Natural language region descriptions
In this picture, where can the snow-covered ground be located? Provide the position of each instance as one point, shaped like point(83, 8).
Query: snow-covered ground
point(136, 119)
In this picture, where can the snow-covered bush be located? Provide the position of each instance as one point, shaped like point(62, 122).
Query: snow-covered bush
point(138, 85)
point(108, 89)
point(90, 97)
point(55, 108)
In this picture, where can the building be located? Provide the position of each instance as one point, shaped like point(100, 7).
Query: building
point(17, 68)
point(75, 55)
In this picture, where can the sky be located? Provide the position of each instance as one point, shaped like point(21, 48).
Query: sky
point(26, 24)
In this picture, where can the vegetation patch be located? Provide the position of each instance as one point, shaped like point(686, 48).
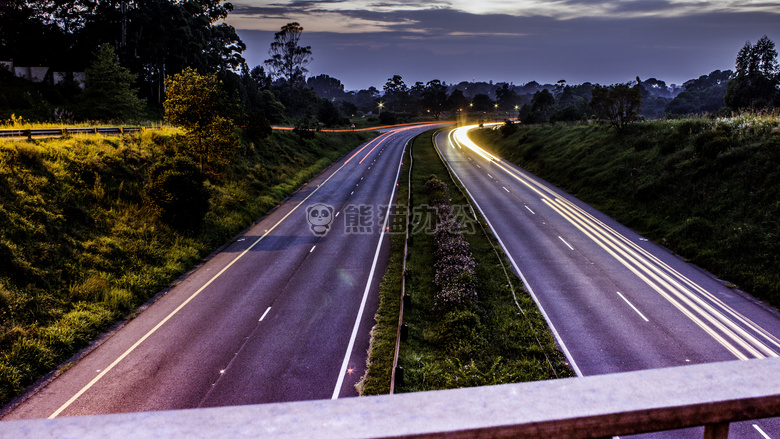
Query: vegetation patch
point(464, 327)
point(706, 188)
point(92, 228)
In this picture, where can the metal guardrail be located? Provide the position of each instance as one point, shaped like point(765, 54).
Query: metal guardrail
point(50, 132)
point(712, 395)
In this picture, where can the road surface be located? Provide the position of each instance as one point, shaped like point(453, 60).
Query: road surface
point(282, 314)
point(615, 301)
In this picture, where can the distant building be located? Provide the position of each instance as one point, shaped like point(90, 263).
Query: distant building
point(42, 74)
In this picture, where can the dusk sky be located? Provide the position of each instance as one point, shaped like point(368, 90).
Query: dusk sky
point(364, 42)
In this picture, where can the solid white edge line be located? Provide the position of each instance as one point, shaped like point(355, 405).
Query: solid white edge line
point(183, 304)
point(264, 314)
point(760, 431)
point(565, 350)
point(355, 328)
point(632, 306)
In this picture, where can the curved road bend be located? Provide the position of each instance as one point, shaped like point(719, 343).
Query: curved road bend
point(282, 314)
point(616, 301)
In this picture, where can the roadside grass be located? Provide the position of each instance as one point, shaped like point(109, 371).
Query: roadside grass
point(488, 341)
point(709, 189)
point(81, 249)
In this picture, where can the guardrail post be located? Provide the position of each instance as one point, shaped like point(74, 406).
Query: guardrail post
point(716, 431)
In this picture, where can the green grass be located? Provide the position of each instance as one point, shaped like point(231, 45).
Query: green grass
point(80, 248)
point(708, 189)
point(489, 341)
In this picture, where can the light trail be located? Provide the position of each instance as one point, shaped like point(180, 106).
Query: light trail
point(724, 324)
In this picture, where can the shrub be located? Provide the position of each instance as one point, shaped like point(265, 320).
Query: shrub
point(177, 192)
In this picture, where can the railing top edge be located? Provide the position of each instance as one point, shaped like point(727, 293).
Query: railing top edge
point(594, 406)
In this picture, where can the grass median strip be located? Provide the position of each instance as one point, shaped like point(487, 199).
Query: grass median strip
point(455, 338)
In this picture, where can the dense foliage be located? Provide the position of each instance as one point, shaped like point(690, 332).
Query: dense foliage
point(94, 226)
point(757, 78)
point(480, 338)
point(708, 189)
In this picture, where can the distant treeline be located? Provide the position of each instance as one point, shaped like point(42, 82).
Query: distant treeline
point(155, 39)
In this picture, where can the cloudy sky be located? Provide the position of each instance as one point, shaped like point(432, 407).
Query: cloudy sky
point(365, 42)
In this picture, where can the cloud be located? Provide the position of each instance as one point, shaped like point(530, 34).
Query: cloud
point(355, 16)
point(367, 46)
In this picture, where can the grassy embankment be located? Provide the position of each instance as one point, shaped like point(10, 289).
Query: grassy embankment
point(708, 189)
point(80, 247)
point(487, 341)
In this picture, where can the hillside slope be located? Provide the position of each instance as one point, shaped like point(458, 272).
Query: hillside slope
point(708, 189)
point(81, 247)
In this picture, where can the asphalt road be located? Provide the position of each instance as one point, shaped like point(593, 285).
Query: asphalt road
point(282, 314)
point(615, 301)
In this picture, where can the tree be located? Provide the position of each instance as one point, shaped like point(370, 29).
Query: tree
point(108, 94)
point(197, 103)
point(617, 104)
point(289, 59)
point(482, 102)
point(506, 98)
point(757, 77)
point(701, 95)
point(176, 191)
point(540, 108)
point(434, 98)
point(396, 95)
point(326, 87)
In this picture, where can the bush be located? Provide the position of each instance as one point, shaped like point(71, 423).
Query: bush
point(177, 192)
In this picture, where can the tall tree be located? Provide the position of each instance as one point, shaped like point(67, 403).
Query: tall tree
point(396, 94)
point(288, 58)
point(757, 77)
point(197, 103)
point(617, 104)
point(506, 98)
point(434, 98)
point(108, 93)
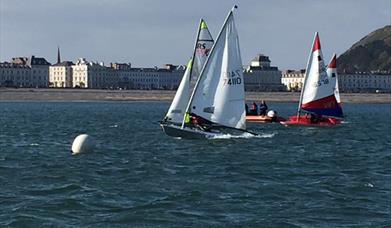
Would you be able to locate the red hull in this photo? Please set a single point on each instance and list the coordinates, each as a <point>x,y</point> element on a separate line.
<point>306,121</point>
<point>263,119</point>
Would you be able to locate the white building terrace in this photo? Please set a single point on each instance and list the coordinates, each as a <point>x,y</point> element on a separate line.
<point>260,76</point>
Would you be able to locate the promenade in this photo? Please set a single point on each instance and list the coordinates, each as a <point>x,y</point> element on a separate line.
<point>80,95</point>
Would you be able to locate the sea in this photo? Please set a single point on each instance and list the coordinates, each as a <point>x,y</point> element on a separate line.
<point>139,177</point>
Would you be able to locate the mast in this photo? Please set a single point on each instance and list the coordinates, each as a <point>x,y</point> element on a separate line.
<point>206,62</point>
<point>194,50</point>
<point>305,77</point>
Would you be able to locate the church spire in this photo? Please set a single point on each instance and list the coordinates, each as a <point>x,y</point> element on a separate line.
<point>58,55</point>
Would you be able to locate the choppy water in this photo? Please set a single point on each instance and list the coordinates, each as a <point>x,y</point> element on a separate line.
<point>288,177</point>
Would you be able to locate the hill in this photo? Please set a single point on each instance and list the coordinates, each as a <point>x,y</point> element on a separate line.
<point>371,54</point>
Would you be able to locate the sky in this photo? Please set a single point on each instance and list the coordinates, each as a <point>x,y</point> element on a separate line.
<point>150,33</point>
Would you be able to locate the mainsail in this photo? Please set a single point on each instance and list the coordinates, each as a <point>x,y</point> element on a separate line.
<point>218,95</point>
<point>318,92</point>
<point>333,76</point>
<point>203,45</point>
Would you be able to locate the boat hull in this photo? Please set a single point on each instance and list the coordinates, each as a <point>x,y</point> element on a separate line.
<point>306,121</point>
<point>263,119</point>
<point>186,132</point>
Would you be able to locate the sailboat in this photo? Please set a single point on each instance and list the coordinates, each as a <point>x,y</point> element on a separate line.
<point>317,99</point>
<point>202,47</point>
<point>217,103</point>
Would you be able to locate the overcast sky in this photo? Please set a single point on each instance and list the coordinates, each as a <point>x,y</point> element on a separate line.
<point>151,33</point>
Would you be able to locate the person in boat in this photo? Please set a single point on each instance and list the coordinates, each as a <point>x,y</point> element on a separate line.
<point>314,118</point>
<point>200,123</point>
<point>254,109</point>
<point>263,108</point>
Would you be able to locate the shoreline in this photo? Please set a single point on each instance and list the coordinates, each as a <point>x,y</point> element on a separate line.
<point>95,95</point>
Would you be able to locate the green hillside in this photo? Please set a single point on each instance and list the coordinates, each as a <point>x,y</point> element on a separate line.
<point>371,53</point>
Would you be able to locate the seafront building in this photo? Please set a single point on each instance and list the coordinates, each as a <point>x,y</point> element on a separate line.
<point>25,72</point>
<point>36,72</point>
<point>261,76</point>
<point>347,82</point>
<point>93,75</point>
<point>293,80</point>
<point>364,82</point>
<point>60,75</point>
<point>167,77</point>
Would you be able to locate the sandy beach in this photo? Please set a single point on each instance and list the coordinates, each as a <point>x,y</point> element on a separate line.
<point>80,95</point>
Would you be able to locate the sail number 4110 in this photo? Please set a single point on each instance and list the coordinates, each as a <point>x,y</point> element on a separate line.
<point>232,78</point>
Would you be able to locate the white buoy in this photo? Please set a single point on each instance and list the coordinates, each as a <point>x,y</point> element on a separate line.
<point>82,143</point>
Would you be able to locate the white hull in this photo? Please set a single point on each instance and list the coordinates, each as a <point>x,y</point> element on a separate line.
<point>186,132</point>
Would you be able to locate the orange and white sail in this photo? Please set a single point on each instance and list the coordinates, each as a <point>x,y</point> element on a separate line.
<point>318,92</point>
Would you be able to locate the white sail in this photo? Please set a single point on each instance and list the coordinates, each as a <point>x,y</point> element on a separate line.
<point>333,76</point>
<point>178,106</point>
<point>203,46</point>
<point>219,92</point>
<point>317,84</point>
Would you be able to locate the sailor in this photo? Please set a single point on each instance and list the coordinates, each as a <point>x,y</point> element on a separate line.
<point>314,118</point>
<point>254,109</point>
<point>262,108</point>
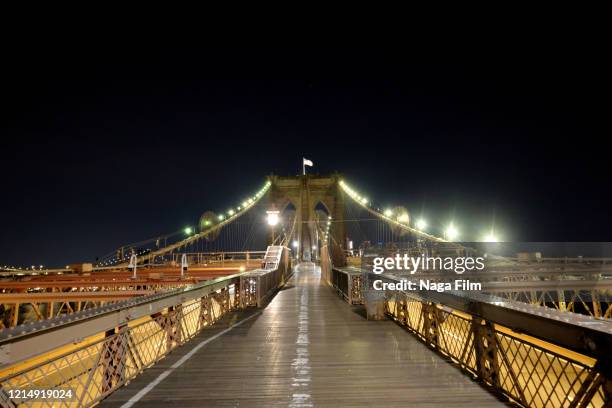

### ABOUT THIS EXERCISE
Please reply with an exact copy of the lines above, starting at the first and ending at the line that holds "In this picture, where can the snow-covered bush".

### RESPONSE BOX
In this picture, where can the snow-covered ground be located? Provide the position of each instance as one point, shaped like point(83, 8).
Query: snow-covered ground
point(136, 119)
In this picture, where can the snow-covered bush be located? Provide the position of each instance as one point, shaped like point(62, 122).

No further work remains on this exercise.